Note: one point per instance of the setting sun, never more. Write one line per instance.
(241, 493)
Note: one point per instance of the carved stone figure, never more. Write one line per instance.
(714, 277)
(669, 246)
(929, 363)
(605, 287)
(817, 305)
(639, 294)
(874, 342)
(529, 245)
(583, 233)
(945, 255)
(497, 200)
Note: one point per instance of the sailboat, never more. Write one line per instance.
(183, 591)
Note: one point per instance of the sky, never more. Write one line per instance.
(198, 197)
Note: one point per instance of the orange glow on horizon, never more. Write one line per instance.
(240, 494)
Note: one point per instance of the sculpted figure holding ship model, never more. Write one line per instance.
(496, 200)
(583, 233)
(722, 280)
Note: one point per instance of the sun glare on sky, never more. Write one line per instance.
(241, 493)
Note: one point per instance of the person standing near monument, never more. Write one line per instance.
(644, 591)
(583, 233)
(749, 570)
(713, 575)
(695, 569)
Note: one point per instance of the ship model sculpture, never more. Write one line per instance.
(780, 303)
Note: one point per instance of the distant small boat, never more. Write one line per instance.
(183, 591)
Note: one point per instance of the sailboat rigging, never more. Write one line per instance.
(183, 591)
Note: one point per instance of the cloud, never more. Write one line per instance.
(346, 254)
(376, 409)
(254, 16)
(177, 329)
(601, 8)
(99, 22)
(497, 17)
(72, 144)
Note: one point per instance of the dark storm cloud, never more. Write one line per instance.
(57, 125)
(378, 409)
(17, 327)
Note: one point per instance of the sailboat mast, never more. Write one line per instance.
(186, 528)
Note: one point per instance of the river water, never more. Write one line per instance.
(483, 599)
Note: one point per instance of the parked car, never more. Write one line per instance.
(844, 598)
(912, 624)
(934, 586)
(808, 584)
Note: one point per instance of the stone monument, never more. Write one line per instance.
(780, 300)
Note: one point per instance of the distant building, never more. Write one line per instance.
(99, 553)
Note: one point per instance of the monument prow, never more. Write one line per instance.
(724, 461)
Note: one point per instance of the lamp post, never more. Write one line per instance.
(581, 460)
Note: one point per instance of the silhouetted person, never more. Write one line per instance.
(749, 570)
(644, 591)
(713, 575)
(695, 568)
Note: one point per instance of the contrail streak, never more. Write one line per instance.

━━━━━━

> _ABOUT THIS EXERCISE_
Print the material in full. Keep it exactly as it is.

> _THE ANSWER_
Note: one point per instance of the setting sun, never more. Write one line per instance.
(241, 493)
Note: one point per instance of the carved stone figure, never more. Write one line per instance.
(714, 277)
(669, 246)
(929, 363)
(605, 287)
(817, 305)
(639, 294)
(874, 342)
(529, 245)
(583, 233)
(945, 255)
(497, 200)
Note: one point per instance of the sailboat, never more. Write one line per instance.
(183, 591)
Note: one point per instance of the sky, never more. Write one line per instance.
(198, 197)
Note: one point per instance of the orange glow on horizon, never more. Write one line per instance.
(240, 494)
Note: one point per instance of the sculpted figure holding ship model, never more. Write one line per instance.
(496, 200)
(583, 233)
(722, 280)
Note: one point per instance of the sun glare on sky, never more. Write one line per instance.
(241, 493)
Note: one point per instance of the person standing near monument, never more. Write one line per instance.
(644, 591)
(583, 233)
(749, 570)
(713, 575)
(695, 569)
Note: one point per instance of the ship model sculpture, never more. Write one line per instance.
(780, 303)
Note: one point per instance of the distant small boat, never more. Write one line per instance.
(183, 591)
Note: one point per instance of the sailboat rigging, never more. Write one line per instance.
(183, 591)
Note: one point per instance of the cloud, never more. Write one line per instance.
(346, 254)
(376, 409)
(254, 16)
(177, 329)
(601, 8)
(99, 22)
(497, 17)
(72, 144)
Note: one point per instance of the dark storm cloud, never more. Write one line per instance.
(57, 125)
(378, 409)
(17, 327)
Note: one point per instance of the sailboat mast, never more. Write one line per instance.
(186, 528)
Note: one point per instance of the river water, never more. Write one line per instance.
(483, 599)
Note: one point per instance of the parked car, never more. Write one line per instance.
(844, 598)
(912, 624)
(934, 586)
(808, 584)
Note: one point per instance of the stone monument, never more. Write one line per instance.
(780, 300)
Note: one point per instance of the distant building, never more. Write one line per instance.
(99, 553)
Note: one point per instance of the monument prow, never more. Write one line per instance.
(724, 461)
Note: one point per instance of the lamp post, never more. Write one line per instance.
(581, 460)
Note: one point per instance of the silhouetted person, never more. Write one line per instance.
(749, 570)
(644, 591)
(713, 575)
(695, 568)
Note: one point per instance of the contrail streak, never more. Write one line per instance.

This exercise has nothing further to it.